Records contained in a dataset:
----

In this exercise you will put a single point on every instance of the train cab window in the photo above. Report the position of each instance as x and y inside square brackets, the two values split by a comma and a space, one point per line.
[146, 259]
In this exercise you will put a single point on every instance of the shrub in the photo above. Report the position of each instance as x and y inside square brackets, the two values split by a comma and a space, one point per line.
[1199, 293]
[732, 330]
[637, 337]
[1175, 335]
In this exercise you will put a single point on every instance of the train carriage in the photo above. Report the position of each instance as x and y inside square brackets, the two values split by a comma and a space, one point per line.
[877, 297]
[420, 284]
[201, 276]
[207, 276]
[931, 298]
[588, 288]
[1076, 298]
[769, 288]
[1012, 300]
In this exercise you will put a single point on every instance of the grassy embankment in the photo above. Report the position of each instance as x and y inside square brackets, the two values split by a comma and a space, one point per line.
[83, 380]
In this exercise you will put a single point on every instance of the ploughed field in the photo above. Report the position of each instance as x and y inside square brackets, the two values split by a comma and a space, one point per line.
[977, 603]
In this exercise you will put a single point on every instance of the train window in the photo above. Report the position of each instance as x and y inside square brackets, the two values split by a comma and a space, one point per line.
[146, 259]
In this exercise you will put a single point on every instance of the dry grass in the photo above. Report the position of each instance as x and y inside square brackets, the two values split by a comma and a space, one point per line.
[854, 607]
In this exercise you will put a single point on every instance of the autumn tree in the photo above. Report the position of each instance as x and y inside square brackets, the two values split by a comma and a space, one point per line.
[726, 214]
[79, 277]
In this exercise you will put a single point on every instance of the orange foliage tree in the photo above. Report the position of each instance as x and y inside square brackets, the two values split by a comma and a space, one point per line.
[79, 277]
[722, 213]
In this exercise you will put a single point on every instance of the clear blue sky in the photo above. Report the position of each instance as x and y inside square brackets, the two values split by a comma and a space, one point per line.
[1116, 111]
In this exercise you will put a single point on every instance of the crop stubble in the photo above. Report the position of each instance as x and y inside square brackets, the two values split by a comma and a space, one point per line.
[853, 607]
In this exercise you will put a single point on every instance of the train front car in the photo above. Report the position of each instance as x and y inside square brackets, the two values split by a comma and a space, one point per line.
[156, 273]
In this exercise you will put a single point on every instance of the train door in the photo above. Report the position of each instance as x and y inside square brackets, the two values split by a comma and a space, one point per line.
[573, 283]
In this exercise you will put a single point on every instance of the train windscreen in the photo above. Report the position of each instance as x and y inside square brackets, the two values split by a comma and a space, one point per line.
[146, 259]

----

### Exercise details
Write the material out again in its entirety, exactly as shown.

### Written answer
In this exercise you will put a single point on every instance of the train cab window in the photo above. Report the position of each instance as x and y inside square brackets, the two values split by a comma and a space, one point per line.
[146, 259]
In this exercise you will put a single point on every instance of the shrub in the photo above. Report the position of each instance as x and y inside square brackets, the two values split by a comma and a space, one point per line.
[1199, 293]
[732, 330]
[637, 337]
[1175, 335]
In this exercise you will put a single point on every instance of the train carriage in the photo above. Report the position of each instance as x and y inside square brackets, the two values split by a comma and a space, one point per line.
[877, 297]
[420, 284]
[201, 276]
[207, 276]
[931, 298]
[588, 288]
[1076, 298]
[769, 288]
[1012, 300]
In this exercise you will put a single point on every instance of the grassy embankment in the photo above. Report the position of each instance as x and y inside square brackets, the two values split by a comma and a space, one point per line.
[83, 380]
In this exercise you will put a single point on every instance of the ploughed field in the photo above. Report the position of each instance as x and y inside square brackets, the two values split by a comma and a space, one point per line.
[977, 603]
In this exercise you will put a single point on every instance of the train window in the photo above. Report the position of each instance as x and y inside square brackets, the two values split by a comma and a space, one point per line.
[146, 259]
In this exercise you will put a single point on every instance of the dry grass in the photo above. Report the position of each instance as x and y inside square brackets, the two values split by a comma and a space, one point per line.
[854, 607]
In this exercise you will put a single point on every instance of the autumn tree in the photo above. Report the position of each instance as x and y inside square brackets, the two values split by a comma and a space, one point per line.
[726, 214]
[79, 277]
In this exercise you will put a single point on every instance of the orange foliage tree in the photo above. Report the position of each instance as x and y inside square brackets, the two values split by a comma and a space, one point per line.
[79, 277]
[722, 213]
In this exercise you will put a single point on every instance of the clear blue sky in the photo above. Report the position of each instance as x and y inside square brackets, the two values split by a comma and a space, one point per line.
[1116, 111]
In this exercise you will put a single point on every instance of the crop stubble in the photo above. Report the position of each instance as x and y inside square brackets, the two values split by a comma and a space, one point per line.
[853, 607]
In this exercise you will put a single point on every instance of the train front car in the photo above. Report the position of each instance as x and y inside square brackets, the two values split by a comma and a space, one point per line.
[156, 273]
In this exercise you will put a single point on every instance of the train door in the photo above. Report the position of each instance as x and y inside square brackets, the two values split by a comma and a space, one point per line.
[573, 283]
In this exercise you will put a single point on every instance of the train windscreen in the photo above. Report the position of each instance as x and y inside square brackets, the two values split by a comma and a space, one point per line.
[146, 259]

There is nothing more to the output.